[What you will do]:
Quote verbatim the portion of the items that begins with the line containing "If you could point out the hub" and continues through the final line of the items, with both ends included.

Recorded data
○ ○ ○
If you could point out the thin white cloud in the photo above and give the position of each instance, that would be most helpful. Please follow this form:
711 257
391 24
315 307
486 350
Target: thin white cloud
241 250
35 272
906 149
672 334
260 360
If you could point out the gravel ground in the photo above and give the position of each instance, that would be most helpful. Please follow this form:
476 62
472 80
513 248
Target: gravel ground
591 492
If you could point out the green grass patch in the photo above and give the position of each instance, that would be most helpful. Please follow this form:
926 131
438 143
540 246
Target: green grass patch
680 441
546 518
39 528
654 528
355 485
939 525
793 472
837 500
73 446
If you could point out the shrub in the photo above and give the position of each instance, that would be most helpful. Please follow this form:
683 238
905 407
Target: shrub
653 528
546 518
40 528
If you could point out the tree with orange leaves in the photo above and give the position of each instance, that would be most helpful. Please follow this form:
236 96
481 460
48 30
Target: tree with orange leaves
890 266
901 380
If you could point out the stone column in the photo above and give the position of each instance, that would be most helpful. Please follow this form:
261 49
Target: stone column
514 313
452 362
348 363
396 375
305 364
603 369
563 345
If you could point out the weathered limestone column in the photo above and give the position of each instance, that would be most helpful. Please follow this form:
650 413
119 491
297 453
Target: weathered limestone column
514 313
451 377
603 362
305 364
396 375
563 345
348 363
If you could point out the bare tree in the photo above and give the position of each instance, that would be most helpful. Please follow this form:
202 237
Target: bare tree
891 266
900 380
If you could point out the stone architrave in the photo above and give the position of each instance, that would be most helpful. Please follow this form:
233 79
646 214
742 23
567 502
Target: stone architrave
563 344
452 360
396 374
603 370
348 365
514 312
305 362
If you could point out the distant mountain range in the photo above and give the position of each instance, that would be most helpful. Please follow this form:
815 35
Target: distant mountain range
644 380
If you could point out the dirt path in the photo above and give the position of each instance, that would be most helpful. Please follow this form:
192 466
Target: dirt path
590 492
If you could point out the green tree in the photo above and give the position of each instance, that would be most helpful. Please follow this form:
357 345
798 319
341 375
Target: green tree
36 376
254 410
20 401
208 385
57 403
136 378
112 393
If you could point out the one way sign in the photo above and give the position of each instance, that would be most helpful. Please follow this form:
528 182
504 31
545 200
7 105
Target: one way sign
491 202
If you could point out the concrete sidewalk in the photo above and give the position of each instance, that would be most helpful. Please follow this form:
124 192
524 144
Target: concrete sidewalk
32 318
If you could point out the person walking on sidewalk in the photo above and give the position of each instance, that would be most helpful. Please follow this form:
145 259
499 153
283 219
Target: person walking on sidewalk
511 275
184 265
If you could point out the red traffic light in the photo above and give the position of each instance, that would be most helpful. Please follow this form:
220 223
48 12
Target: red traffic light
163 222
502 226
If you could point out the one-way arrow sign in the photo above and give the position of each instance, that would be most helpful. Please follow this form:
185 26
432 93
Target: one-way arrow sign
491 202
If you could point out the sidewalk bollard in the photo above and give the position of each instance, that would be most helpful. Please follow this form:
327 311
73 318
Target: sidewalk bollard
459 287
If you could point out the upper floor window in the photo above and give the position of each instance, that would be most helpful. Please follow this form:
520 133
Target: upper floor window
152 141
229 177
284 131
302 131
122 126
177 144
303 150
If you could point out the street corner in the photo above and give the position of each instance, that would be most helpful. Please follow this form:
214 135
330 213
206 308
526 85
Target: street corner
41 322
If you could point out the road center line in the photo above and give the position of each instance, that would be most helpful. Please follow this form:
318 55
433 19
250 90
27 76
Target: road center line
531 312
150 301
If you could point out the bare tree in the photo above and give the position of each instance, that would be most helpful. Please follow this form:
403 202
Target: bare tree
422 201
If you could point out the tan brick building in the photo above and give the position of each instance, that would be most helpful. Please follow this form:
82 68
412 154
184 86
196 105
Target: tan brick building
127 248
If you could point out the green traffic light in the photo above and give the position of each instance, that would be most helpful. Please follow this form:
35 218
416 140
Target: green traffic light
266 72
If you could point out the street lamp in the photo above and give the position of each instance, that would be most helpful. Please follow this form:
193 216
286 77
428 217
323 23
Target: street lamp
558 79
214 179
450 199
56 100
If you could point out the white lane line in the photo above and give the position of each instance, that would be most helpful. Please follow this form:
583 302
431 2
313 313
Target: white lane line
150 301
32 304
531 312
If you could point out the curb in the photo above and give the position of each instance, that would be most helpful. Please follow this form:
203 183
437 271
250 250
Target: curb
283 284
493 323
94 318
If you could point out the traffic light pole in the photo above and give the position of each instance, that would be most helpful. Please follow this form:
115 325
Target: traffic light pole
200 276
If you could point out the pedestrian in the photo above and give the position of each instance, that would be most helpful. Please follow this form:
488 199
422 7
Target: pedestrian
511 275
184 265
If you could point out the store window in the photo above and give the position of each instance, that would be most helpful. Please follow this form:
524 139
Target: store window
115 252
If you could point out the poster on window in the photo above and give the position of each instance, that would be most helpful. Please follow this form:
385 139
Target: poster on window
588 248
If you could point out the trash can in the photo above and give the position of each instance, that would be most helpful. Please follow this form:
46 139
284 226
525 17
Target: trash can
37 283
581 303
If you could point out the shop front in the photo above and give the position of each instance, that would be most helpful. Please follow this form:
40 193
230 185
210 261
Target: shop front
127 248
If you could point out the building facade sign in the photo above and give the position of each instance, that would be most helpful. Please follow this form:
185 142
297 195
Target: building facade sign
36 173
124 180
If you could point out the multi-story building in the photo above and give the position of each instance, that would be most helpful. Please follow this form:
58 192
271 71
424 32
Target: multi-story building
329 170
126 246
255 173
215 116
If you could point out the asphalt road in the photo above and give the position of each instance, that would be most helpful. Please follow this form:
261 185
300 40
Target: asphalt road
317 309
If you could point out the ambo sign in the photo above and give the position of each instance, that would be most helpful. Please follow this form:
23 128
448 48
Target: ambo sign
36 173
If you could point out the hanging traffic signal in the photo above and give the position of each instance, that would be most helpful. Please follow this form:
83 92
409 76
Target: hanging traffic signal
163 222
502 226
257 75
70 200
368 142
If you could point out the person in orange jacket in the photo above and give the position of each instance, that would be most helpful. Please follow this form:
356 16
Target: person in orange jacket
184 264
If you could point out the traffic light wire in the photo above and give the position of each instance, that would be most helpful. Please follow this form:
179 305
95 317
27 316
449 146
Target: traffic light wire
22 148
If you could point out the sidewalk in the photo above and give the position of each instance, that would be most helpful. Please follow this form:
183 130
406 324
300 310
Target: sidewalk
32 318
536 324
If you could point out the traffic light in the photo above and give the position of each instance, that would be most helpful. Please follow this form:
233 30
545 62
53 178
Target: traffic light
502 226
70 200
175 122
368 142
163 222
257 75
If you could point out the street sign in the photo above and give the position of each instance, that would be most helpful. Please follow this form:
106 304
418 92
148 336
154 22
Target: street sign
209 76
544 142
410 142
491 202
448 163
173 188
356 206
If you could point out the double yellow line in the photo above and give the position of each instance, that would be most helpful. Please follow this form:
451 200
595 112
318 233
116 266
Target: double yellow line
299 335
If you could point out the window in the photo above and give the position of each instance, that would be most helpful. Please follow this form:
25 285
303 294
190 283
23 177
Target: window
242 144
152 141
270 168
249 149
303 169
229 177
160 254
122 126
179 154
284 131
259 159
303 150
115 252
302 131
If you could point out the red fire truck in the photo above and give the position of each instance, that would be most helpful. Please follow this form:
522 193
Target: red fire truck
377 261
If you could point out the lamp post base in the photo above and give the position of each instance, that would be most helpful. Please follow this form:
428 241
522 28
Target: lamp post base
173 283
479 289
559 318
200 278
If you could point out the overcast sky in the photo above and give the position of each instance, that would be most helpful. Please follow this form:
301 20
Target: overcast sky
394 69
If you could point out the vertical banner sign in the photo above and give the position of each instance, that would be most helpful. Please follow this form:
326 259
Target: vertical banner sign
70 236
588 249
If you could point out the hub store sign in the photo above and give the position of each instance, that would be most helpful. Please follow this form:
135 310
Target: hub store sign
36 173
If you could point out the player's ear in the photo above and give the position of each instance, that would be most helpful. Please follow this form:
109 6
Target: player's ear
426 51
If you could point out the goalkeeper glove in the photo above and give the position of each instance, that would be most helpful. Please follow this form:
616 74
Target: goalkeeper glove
○ ○ ○
[Solved problem]:
If you could point out the hub store sign in the photo above and give the position of each instance, that would be most helpful. Please follow this form:
135 310
Target: hub store sign
36 173
If you could point out the player's ear in the photo above and give the position of each instance, that would be most helpful. Please follow this form:
109 6
Target: player's ear
426 51
If you could point out the goalkeeper glove in the photo above and give the position of each instance, that would be most helpful. Please follow this form:
616 74
Target: goalkeeper glove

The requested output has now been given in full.